Quoted passage:
- Theatrical release poster by John Alvin
- Directed by: Steven Spielberg
- Screenplay by: Jerry Belson; Diane Thomas (uncredited);
- Based on: A Guy Named Joe by Dalton Trumbo; Frederick Hazlitt Brennan; Chandler Sprague; David Boehm;
- Produced by: Steven Spielberg; Kathleen Kennedy; Frank Marshall;
- Starring: Richard Dreyfuss; Holly Hunter; John Goodman; Brad Johnson; Audrey Hepburn;
- Cinematography: Mikael Salomon
- Edited by: Michael Kahn
- Music by: John Williams
- Production companies: United Artists; Amblin Entertainment;
- Distributed by: Universal Pictures
- Release date: December 22, 1989;
- Running time: 123 minutes
- Country: United States
- Language: English
- Budget: $31 million
- Box office: $74.1 million

= Always (1989 film) =

1989 romantic drama film directed by Steven Spielberg

Always is a 1989 American romantic fantasy film directed and produced by Steven Spielberg. It is a remake of the 1943 romantic drama A Guy Named Joe, which was set during World War II. The main departure from the 1943 film is changing the setting from wartime to a modern aerial firefighting operation. However, it follows the same basic plot line: the spirit of a recently dead expert pilot mentors a newer pilot, while watching him fall in love with the girlfriend he left behind.

The names of the four principal characters of the earlier film are all the same, except the Ted Randall character, who is called Ted Baker in the remake, and Pete's last name is Sandich instead of Sandidge. The film stars Richard Dreyfuss, Holly Hunter, John Goodman, Brad Johnson, and Audrey Hepburn in her final film role before her death in 1993. Always was released in the United States by Universal Pictures on December 22, 1989, and received mixed reviews. The film was a mild success, earning $74 million worldwide on the budget of $31 million.

==Plot==

Pete Sandich is an aerial firefighter whose excessive risk-taking in the air deeply troubles his girlfriend, Dorinda Durston, a pilot who doubles as an air traffic controller for the firefighters. It also concerns Pete's best friend, Al Yackey, a fellow firefighter pilot.

Task requirements:
A: Name every performer given under "Starring" in the article on the film Always.
B: Answer these questions using the article on the film Always:
(i) What is the film's running time?
(ii) In what year was A Guy Named Joe released?
(iii) What is Dorinda Durston's occupation?
C: Reproduce the passage of the article on the film Always starting with "Pete Sandich is" and going on through "fellow firefighter pilot.", renaming "Al Yackey" to "Al Yates".
The listing placed after this point bears no relation to the article on the film Always.

Data:
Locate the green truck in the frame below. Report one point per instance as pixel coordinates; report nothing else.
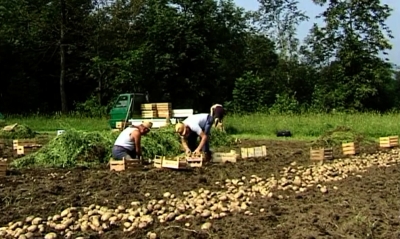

Task-by-task solutions:
A: Richard Dreyfuss, Holly Hunter, John Goodman, Brad Johnson, Audrey Hepburn

B:
(i) 123 minutes
(ii) 1943
(iii) She is a pilot who doubles as an air traffic controller for the firefighters.

C:
Pete Sandich is an aerial firefighter whose excessive risk-taking in the air deeply troubles his girlfriend, Dorinda Durston, a pilot who doubles as an air traffic controller for the firefighters. It also concerns Pete's best friend, Al Yates, a fellow firefighter pilot.